- _Data supplied_:
================================

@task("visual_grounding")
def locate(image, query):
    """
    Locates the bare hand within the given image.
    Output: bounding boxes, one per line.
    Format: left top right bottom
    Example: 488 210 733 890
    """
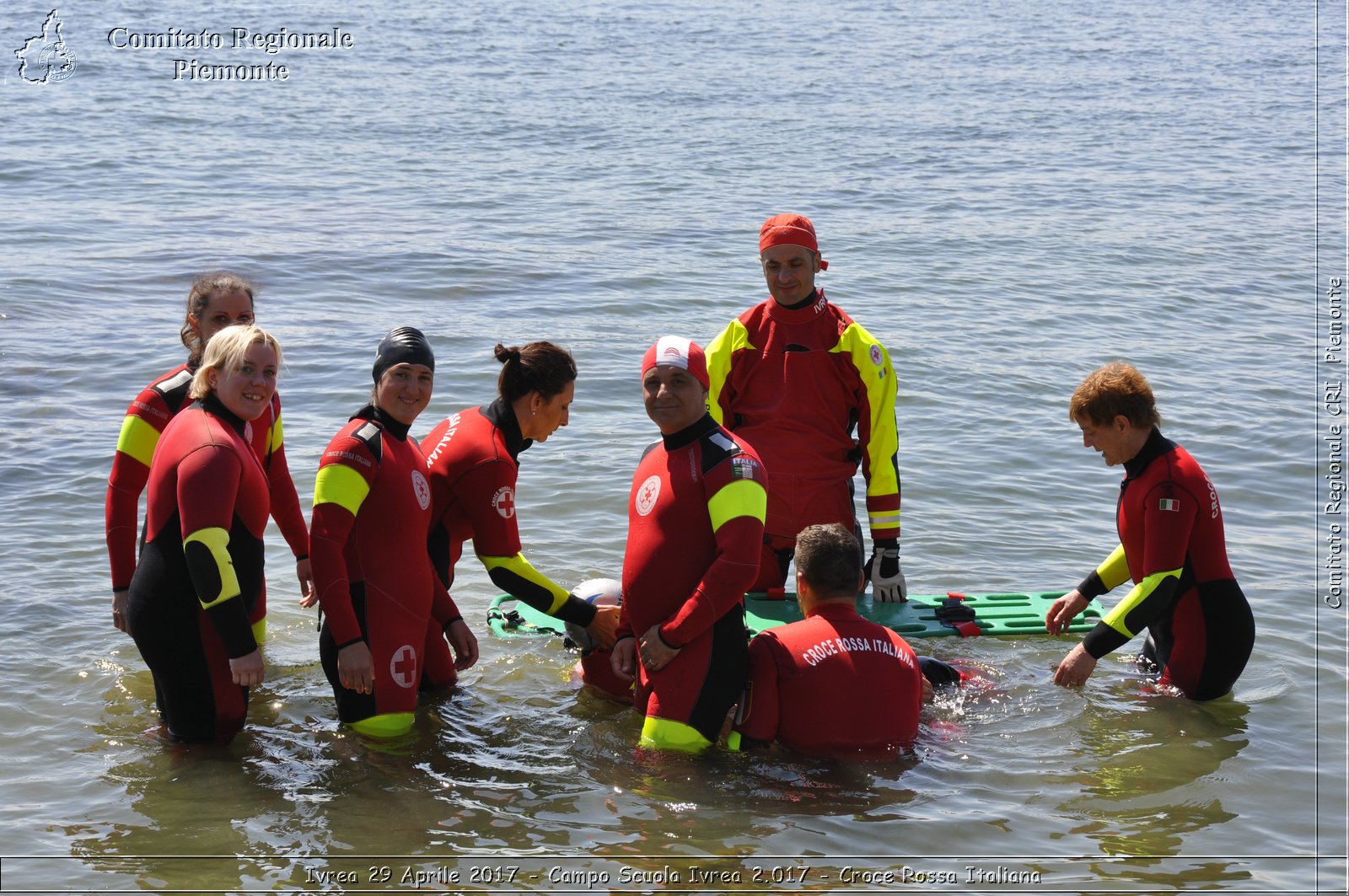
1054 644 1095 688
585 607 623 651
609 638 637 681
112 590 131 634
337 641 375 694
1044 588 1090 634
295 557 319 610
229 649 261 688
638 625 679 672
445 620 477 672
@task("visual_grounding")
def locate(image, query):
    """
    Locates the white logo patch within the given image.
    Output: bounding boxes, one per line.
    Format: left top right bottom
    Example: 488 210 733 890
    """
492 486 515 519
389 644 417 688
413 469 430 510
636 476 661 517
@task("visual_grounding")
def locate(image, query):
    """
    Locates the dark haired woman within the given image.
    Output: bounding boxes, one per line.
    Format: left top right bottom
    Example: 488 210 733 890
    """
1044 362 1255 700
305 326 477 737
104 271 313 642
422 341 619 680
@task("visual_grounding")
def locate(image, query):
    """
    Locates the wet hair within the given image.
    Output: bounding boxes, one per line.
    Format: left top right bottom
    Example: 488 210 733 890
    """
1068 360 1162 429
796 523 862 598
187 324 281 400
178 271 254 367
492 343 576 404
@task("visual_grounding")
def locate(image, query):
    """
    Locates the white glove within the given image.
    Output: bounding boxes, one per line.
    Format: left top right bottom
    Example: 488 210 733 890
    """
866 548 909 604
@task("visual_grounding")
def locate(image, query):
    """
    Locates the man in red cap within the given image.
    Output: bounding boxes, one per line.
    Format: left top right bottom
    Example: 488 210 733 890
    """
707 215 908 600
607 336 767 752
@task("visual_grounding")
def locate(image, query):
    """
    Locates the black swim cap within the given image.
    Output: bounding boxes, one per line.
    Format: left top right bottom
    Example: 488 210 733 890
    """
369 326 436 384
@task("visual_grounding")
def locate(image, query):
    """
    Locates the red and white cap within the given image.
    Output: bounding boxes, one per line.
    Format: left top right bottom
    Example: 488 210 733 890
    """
760 213 830 271
642 336 710 389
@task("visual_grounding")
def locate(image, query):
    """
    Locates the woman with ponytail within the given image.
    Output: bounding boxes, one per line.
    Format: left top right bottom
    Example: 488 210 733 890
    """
422 341 618 674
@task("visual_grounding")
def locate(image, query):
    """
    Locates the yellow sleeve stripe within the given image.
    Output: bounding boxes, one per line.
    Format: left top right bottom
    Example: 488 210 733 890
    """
703 319 754 424
1102 566 1180 638
267 416 281 455
314 464 369 517
117 414 159 467
182 526 239 610
1097 544 1129 591
477 553 568 615
866 510 900 530
707 479 767 532
830 321 900 498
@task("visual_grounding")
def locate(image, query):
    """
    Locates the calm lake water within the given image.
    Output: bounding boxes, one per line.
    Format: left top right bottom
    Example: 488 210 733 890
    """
0 0 1349 893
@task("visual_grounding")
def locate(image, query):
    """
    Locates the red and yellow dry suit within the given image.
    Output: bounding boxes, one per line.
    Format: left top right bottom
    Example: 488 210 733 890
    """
731 604 927 759
310 405 461 737
126 395 268 741
707 290 900 591
1078 429 1255 700
104 364 309 641
618 414 767 750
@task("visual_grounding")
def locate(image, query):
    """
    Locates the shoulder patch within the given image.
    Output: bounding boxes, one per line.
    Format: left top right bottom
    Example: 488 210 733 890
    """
701 429 742 474
151 368 191 414
352 422 384 464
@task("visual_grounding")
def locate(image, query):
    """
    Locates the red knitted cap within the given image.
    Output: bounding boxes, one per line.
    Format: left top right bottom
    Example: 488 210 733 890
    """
760 215 830 270
642 336 710 389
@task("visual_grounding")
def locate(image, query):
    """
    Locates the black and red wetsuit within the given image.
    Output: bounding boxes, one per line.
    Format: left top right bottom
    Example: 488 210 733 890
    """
310 405 460 737
733 604 922 759
618 414 766 749
707 290 900 591
1078 429 1255 700
104 364 309 633
126 395 268 741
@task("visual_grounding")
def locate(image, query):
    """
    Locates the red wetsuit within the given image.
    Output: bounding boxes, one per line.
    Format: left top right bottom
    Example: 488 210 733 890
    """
1078 429 1255 700
421 398 595 626
707 290 900 591
126 395 268 741
735 604 922 759
310 406 460 732
618 416 766 745
104 364 309 622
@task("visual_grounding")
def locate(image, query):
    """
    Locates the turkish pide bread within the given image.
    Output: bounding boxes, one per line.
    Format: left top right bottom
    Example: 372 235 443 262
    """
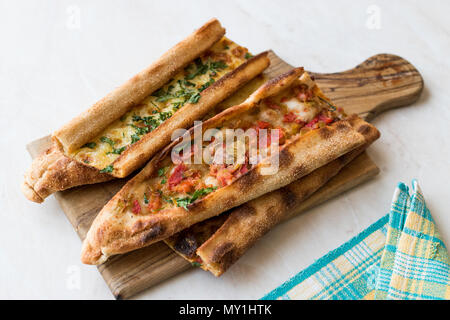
81 68 370 264
164 115 380 276
22 19 270 202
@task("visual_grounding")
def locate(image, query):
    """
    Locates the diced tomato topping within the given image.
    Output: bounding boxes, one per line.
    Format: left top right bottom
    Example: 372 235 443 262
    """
169 163 186 189
257 121 270 129
283 112 297 123
217 169 233 187
132 200 142 214
239 164 248 174
305 117 319 128
267 101 283 110
148 193 162 211
319 114 333 124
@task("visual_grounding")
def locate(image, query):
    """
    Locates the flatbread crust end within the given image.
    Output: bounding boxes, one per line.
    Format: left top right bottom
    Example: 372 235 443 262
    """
53 19 225 152
193 115 380 276
22 139 114 203
81 68 365 264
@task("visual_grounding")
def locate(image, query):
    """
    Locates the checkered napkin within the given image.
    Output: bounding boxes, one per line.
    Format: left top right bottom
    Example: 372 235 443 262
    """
262 180 450 300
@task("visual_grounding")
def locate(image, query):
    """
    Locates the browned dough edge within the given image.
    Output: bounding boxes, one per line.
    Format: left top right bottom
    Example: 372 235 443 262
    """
112 52 270 178
22 139 114 203
22 22 270 203
53 19 225 152
194 115 380 276
81 68 365 264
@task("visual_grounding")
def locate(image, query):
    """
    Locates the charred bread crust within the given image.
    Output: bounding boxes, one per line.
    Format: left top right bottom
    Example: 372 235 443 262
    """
82 68 365 264
194 115 380 276
22 139 114 203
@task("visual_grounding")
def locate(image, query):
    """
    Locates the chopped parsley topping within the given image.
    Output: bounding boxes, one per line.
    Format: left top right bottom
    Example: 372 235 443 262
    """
107 147 127 154
82 142 97 149
188 92 201 104
198 78 215 92
186 58 228 80
100 137 115 147
131 134 141 144
100 165 114 173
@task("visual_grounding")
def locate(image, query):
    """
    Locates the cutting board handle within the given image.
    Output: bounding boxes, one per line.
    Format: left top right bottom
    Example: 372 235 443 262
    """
312 54 424 120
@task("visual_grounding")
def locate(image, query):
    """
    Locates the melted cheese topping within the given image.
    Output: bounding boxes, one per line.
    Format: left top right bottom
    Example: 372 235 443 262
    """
126 77 345 214
69 37 250 172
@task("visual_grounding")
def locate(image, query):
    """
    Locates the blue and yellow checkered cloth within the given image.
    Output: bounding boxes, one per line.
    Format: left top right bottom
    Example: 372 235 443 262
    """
262 180 450 300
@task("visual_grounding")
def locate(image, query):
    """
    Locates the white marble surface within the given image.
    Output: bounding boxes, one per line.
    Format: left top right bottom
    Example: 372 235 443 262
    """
0 0 450 299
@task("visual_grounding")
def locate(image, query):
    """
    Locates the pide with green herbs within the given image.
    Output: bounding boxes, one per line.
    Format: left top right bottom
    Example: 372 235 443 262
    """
82 68 365 264
22 19 270 202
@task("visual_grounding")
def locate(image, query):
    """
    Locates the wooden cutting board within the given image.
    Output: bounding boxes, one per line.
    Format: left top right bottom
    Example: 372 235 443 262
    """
27 52 423 299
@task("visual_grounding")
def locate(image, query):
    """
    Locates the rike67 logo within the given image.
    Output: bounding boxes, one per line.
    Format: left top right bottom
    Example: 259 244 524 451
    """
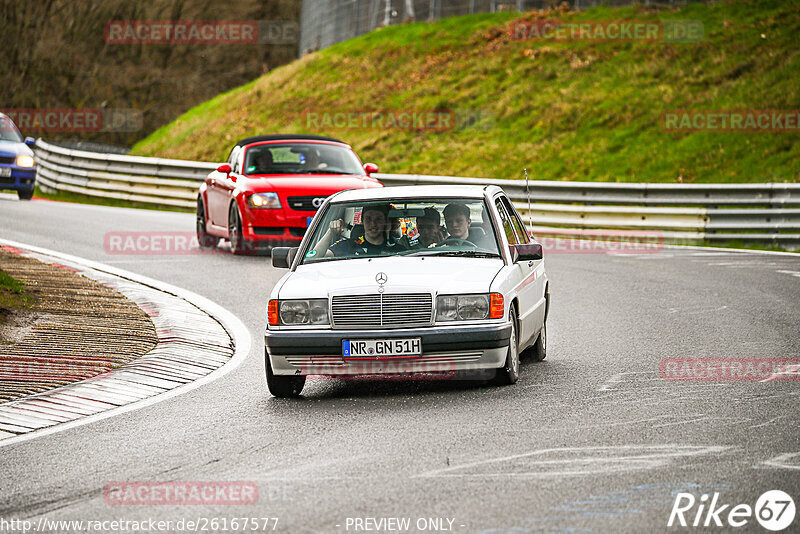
667 490 796 532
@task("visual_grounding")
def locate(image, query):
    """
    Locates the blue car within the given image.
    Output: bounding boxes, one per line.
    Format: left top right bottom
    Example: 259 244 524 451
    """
0 113 36 200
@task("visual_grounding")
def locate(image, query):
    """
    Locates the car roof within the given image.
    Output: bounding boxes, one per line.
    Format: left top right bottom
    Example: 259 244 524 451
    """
236 134 346 146
331 185 500 202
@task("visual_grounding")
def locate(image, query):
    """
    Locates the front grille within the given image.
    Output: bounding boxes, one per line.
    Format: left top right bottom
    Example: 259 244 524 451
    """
287 195 328 211
253 226 286 235
332 293 433 328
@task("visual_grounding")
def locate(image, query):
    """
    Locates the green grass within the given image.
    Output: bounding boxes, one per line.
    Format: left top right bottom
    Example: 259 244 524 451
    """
133 0 800 183
0 269 33 343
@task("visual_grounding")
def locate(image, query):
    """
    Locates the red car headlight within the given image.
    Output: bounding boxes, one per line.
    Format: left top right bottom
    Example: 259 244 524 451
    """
247 193 281 210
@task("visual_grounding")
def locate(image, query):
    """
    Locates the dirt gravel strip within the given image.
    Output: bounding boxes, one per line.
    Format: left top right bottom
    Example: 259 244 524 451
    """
0 239 251 446
0 247 158 403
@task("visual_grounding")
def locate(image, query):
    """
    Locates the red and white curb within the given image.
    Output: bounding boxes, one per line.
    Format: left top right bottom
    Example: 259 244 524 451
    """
0 239 251 447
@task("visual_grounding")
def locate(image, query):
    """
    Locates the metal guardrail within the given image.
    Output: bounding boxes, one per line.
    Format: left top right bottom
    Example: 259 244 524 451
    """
36 139 800 250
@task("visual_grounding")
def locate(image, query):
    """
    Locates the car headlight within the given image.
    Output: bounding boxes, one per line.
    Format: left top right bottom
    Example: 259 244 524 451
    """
247 193 281 209
436 295 489 321
17 154 36 167
278 299 330 325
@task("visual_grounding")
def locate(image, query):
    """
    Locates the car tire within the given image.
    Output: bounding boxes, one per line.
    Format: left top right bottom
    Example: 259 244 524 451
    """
197 199 219 250
228 203 252 255
264 355 306 399
494 306 519 386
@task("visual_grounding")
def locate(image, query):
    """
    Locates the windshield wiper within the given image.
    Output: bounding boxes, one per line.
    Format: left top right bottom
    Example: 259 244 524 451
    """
408 250 500 258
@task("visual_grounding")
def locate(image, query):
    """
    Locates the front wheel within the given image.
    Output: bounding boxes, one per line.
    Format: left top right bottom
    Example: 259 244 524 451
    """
494 307 519 386
228 204 252 255
197 199 219 250
264 355 306 399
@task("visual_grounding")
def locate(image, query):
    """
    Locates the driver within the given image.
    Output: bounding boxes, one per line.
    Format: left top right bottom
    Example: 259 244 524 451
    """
444 204 472 240
314 204 398 257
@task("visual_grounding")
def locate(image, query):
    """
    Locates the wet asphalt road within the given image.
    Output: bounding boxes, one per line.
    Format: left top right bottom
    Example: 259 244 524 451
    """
0 196 800 533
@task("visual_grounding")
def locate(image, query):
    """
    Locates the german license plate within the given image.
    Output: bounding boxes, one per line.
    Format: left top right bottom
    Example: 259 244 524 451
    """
342 337 422 359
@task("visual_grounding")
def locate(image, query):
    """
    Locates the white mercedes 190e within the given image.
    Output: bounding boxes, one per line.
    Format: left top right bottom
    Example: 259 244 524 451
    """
265 186 550 397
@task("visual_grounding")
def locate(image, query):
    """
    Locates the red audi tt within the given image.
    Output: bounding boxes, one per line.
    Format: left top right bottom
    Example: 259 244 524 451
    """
197 135 383 254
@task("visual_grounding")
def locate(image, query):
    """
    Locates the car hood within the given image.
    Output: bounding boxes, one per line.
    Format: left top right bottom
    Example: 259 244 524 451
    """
277 256 504 299
0 139 33 156
241 174 379 195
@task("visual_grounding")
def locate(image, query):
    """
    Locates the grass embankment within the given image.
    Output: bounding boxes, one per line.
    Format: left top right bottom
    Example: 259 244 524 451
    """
133 0 800 182
0 269 33 343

================================

- _Task to complete_: Find every line in the material above that contains the word "white" and copy each of those lines in full.

- _Task result_:
    Locates the white logo patch within the given image.
    Locates the white glove within the given image.
    Locates the red and white cap within the given image.
    Locates the white marble surface within the given image.
    Locates the red and white curb within the given image.
    Locates the white mercedes 190e within the given image.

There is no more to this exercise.